TRIPOD-LLM has been developed to guide researchers, journals, healthcare professionals, LLM developers (commercially and non-commercially), and healthcare institutions in the rapidly evolving field of biomedical and healthcare LLMs. It represents minimum reporting recommendations for studies describing LLMs’ development, tuning, or evaluation. Reporting TRIPOD-LLM items will help users understand and appraise the quality of LLM study methods, increase transparency around study findings, reduce overinterpretation of study findings, facilitate replication and reproducibility, and aid in implementing the LLM.

Transparency throughout the model lifecycle has been strongly emphasized in the guidelines. Detailed documentation is emphasized at each stage of an LLM’s life cycle;37 for example, during the development and fine-tuning phases, there is an emphasis on disclosing the origins and processing of training data. Moreover, the LLM version and specifics of any fine-tuning or alignment modeling processes on top of existing foundation models must be transparently reported to enable fair comparisons of LLMs. This includes specifying the cut-off dates for when training data were collected to clarify the temporal relevance of training datasets and potential for data leakage or contamination during evaluation. In addition, studies should document the model version date and whether the model was frozen or remained dynamic during the data collection phase . Transparency regarding input data is essential because LLMs are typically trained on multiple public large-scale datasets — and thus inherently risk incorporating existing societal biases and inequities in the form of stigmatizing language as well as statistical risk allocation in disparate groups, necessitating a comprehensive and transparent approach to curating data sources and understanding potential biases.21,22,3841

Human insight and oversight are critical components of the TRIPOD-LLM statement, reflecting an emphasis on components eventually critical for the responsible deployment of LLMs (though deployment reliability and observability are outside the scope of this paper).4244 The guidelines include requirements for increased reporting of the expected deployment context and specifying the levels of autonomy assigned to the LLM, if applicable. Furthermore, there is a focus on the quality control processes employed in dataset development and evaluation, such as qualifications of human assessors, requirement for dual annotation, and specific details on instructions provided to assessors to ensure that nuances of text evaluation are captured, thus facilitating reliable assessments of safety and performance.

§ §

* **Required action 1**:
Answer these questions from the TRIPOD-LLM passage:
(a) Which groups is TRIPOD-LLM developed to guide?
(b) What dates for training data does the passage say should be specified?
(c) Which quality control processes in dataset development and evaluation does the passage name?
* **Required action 2**: Retype the section of the TRIPOD-LLM passage that opens with the words containing "TRIPOD-LLM has been" and closes with "implementing the LLM.".

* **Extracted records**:
§ §

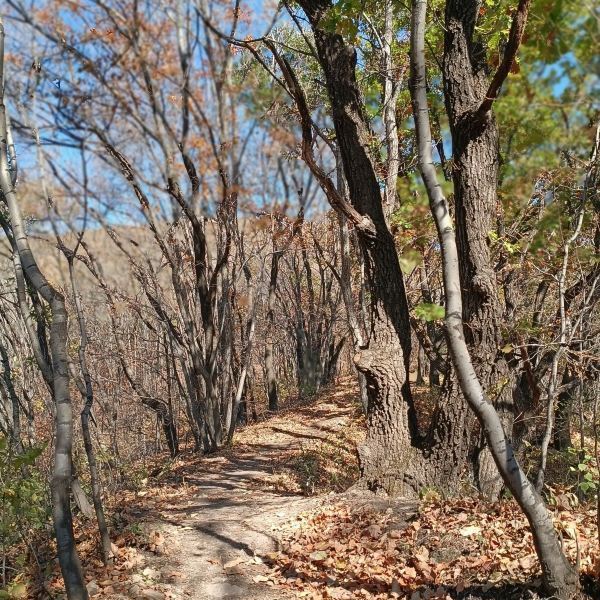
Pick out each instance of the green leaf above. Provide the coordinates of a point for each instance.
(429, 312)
(409, 260)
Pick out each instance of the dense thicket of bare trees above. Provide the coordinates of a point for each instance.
(212, 213)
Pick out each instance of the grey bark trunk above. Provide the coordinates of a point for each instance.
(560, 578)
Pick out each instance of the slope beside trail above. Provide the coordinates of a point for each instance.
(209, 521)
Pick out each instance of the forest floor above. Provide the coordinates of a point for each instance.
(268, 518)
(205, 528)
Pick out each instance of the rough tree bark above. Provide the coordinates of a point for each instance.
(560, 578)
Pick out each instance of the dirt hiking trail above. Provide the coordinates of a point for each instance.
(218, 515)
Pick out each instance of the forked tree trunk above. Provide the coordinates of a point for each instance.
(386, 456)
(475, 176)
(560, 578)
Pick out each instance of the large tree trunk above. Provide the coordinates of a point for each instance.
(59, 370)
(475, 175)
(386, 457)
(560, 578)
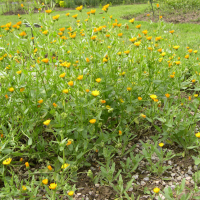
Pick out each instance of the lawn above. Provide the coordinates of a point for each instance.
(98, 105)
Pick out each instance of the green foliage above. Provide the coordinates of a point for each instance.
(182, 4)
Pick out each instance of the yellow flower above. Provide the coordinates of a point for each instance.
(27, 164)
(62, 75)
(11, 89)
(197, 134)
(70, 193)
(161, 144)
(45, 181)
(7, 161)
(92, 121)
(19, 72)
(65, 166)
(24, 188)
(49, 168)
(98, 80)
(95, 93)
(47, 122)
(156, 190)
(52, 186)
(70, 83)
(40, 101)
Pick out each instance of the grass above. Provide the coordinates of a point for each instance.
(187, 31)
(92, 89)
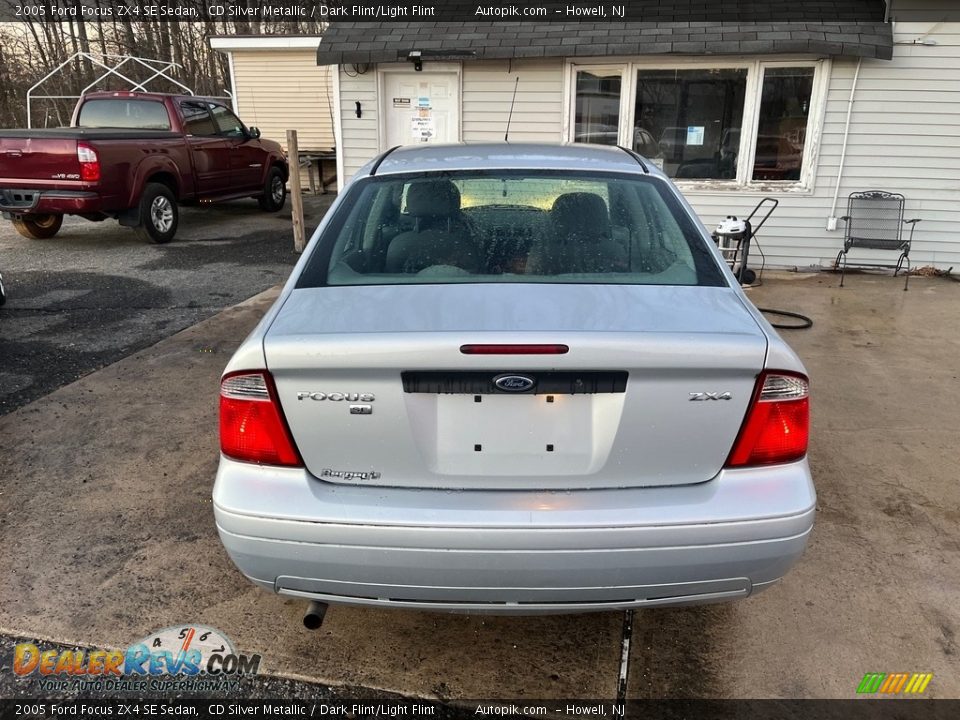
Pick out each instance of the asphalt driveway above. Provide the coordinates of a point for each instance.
(96, 292)
(108, 533)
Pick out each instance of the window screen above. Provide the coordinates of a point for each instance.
(695, 118)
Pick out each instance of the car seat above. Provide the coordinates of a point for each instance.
(578, 239)
(440, 236)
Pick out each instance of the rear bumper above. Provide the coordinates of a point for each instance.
(16, 201)
(514, 552)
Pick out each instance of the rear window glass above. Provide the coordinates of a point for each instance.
(482, 227)
(120, 113)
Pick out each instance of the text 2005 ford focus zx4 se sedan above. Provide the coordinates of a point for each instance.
(513, 379)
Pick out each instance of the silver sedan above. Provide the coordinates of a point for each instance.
(513, 379)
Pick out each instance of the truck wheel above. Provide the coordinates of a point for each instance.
(159, 214)
(274, 191)
(38, 227)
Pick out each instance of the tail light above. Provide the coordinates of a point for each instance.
(777, 426)
(89, 163)
(252, 426)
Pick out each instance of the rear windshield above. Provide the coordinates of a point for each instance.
(123, 113)
(487, 226)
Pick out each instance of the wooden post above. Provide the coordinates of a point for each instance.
(296, 196)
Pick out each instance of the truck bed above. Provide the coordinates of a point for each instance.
(89, 134)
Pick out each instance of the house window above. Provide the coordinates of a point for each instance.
(782, 125)
(691, 114)
(730, 124)
(598, 107)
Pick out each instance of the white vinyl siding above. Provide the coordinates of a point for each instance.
(361, 141)
(488, 91)
(904, 137)
(284, 89)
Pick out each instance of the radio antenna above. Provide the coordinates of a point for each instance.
(506, 135)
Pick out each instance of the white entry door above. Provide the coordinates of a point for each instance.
(421, 107)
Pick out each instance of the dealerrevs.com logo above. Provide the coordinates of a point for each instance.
(189, 658)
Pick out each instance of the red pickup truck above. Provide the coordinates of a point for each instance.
(136, 157)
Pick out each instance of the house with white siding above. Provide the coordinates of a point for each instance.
(806, 111)
(277, 86)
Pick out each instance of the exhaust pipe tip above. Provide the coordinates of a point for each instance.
(313, 617)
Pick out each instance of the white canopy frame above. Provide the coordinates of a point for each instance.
(159, 68)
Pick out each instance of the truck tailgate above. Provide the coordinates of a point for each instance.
(39, 162)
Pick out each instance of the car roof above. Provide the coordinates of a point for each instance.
(508, 156)
(100, 94)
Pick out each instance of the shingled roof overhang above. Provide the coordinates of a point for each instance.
(852, 28)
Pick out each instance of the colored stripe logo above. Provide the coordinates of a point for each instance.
(894, 683)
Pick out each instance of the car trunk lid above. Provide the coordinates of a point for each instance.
(652, 389)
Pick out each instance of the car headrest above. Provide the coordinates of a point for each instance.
(433, 198)
(581, 215)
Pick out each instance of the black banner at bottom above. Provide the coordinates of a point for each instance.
(861, 709)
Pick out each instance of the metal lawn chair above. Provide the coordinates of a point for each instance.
(874, 220)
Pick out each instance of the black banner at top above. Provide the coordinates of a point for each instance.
(515, 11)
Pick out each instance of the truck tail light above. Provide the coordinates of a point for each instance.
(89, 163)
(252, 426)
(777, 425)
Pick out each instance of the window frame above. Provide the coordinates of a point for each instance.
(244, 133)
(630, 68)
(205, 106)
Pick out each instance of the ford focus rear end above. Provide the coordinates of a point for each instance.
(513, 379)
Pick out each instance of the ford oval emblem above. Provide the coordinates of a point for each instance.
(514, 383)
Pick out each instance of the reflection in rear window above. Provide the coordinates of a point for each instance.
(121, 113)
(511, 226)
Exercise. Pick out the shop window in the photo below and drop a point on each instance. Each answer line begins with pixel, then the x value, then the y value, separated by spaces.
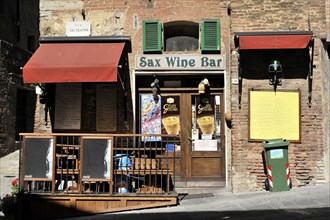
pixel 181 36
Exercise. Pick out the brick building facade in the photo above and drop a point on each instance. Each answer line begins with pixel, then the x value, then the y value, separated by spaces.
pixel 309 158
pixel 19 31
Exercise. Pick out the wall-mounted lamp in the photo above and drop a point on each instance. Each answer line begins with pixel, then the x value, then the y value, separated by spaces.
pixel 203 86
pixel 276 69
pixel 155 89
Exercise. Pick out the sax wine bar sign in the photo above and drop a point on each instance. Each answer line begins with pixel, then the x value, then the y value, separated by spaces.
pixel 179 61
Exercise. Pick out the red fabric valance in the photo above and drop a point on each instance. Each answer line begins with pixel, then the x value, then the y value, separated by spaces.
pixel 73 62
pixel 274 42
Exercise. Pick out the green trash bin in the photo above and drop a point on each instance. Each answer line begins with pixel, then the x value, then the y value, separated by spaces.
pixel 277 164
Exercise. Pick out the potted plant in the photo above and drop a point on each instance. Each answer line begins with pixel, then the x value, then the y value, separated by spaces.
pixel 8 203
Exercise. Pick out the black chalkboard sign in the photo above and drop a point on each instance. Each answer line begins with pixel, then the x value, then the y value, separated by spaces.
pixel 38 158
pixel 97 154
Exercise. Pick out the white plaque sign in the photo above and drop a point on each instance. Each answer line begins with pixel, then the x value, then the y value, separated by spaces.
pixel 78 28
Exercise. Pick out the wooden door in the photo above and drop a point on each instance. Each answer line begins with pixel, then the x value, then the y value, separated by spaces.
pixel 201 157
pixel 203 137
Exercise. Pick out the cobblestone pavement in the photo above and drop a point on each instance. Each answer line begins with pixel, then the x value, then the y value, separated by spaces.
pixel 308 202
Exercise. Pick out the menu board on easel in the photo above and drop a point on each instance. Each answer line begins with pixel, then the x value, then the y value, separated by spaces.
pixel 274 115
pixel 68 106
pixel 106 110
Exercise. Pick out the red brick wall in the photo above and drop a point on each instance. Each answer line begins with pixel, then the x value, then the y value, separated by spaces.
pixel 245 167
pixel 305 158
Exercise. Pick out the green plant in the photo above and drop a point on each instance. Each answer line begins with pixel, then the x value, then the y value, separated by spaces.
pixel 8 203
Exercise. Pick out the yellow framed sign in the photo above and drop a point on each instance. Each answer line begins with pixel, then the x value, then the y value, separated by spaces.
pixel 274 115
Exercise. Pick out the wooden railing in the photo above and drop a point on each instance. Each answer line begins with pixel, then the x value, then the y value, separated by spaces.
pixel 98 163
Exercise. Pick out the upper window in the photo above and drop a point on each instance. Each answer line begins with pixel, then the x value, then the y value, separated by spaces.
pixel 181 36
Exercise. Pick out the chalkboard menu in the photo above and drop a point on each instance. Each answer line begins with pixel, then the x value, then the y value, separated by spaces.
pixel 38 158
pixel 97 155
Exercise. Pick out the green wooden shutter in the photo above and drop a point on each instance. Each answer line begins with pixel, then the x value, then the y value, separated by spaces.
pixel 152 36
pixel 210 32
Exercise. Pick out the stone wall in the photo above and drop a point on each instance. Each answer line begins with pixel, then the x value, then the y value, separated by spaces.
pixel 305 158
pixel 11 59
pixel 19 23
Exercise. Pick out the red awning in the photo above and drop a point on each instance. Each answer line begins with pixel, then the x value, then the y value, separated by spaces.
pixel 73 62
pixel 274 42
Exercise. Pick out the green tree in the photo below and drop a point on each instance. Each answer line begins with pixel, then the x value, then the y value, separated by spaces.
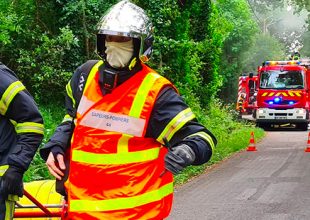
pixel 241 33
pixel 265 48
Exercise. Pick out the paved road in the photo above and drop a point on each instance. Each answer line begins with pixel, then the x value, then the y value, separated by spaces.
pixel 272 183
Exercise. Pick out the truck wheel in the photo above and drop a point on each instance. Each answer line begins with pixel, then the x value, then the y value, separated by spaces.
pixel 303 126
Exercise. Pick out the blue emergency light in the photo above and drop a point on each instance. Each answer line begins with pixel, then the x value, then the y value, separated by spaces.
pixel 277 100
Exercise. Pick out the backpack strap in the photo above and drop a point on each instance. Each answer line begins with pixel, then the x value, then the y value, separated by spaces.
pixel 84 70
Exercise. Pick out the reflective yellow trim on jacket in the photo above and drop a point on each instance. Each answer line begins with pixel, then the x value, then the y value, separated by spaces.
pixel 29 127
pixel 118 158
pixel 176 124
pixel 121 203
pixel 92 73
pixel 69 93
pixel 9 95
pixel 67 118
pixel 3 168
pixel 206 137
pixel 137 106
pixel 142 93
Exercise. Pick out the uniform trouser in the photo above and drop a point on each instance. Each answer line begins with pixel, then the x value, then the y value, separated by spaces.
pixel 7 207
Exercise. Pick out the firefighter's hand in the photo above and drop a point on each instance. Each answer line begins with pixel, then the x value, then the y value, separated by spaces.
pixel 178 158
pixel 55 162
pixel 12 182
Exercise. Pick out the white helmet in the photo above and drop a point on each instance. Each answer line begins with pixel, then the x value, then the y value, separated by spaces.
pixel 129 20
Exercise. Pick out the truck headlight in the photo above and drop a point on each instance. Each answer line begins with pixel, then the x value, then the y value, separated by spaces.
pixel 300 111
pixel 261 111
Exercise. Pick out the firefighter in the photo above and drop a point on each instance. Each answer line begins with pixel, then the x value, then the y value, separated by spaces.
pixel 21 132
pixel 129 132
pixel 295 56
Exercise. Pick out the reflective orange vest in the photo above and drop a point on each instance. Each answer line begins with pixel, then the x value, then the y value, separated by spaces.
pixel 115 171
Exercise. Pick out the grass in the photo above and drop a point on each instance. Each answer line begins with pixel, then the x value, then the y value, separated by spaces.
pixel 231 134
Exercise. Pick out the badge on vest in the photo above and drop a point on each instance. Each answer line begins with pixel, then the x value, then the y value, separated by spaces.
pixel 114 122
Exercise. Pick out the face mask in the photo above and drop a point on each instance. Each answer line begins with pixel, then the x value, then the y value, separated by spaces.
pixel 119 53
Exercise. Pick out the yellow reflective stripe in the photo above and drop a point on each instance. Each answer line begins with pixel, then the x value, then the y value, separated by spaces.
pixel 119 158
pixel 121 203
pixel 9 95
pixel 206 137
pixel 281 93
pixel 141 95
pixel 175 124
pixel 67 118
pixel 13 122
pixel 298 93
pixel 69 93
pixel 291 93
pixel 29 127
pixel 3 168
pixel 92 73
pixel 9 209
pixel 122 145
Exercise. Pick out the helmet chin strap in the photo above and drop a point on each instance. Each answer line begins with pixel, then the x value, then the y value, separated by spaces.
pixel 110 77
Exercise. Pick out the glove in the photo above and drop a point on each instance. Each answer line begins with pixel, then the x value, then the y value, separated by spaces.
pixel 57 150
pixel 12 181
pixel 178 158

§ §

* **Answer section 1**:
(a) Researchers, journals, healthcare professionals, LLM developers (commercially and non-commercially), and healthcare institutions.
(b) The cut-off dates for when training data were collected.
(c) Qualifications of human assessors, a requirement for dual annotation, and specific details on instructions provided to assessors.

* **Answer section 2**:
TRIPOD-LLM has been developed to guide researchers, journals, healthcare professionals, LLM developers (commercially and non-commercially), and healthcare institutions in the rapidly evolving field of biomedical and healthcare LLMs. It represents minimum reporting recommendations for studies describing LLMs’ development, tuning, or evaluation. Reporting TRIPOD-LLM items will help users understand and appraise the quality of LLM study methods, increase transparency around study findings, reduce overinterpretation of study findings, facilitate replication and reproducibility, and aid in implementing the LLM.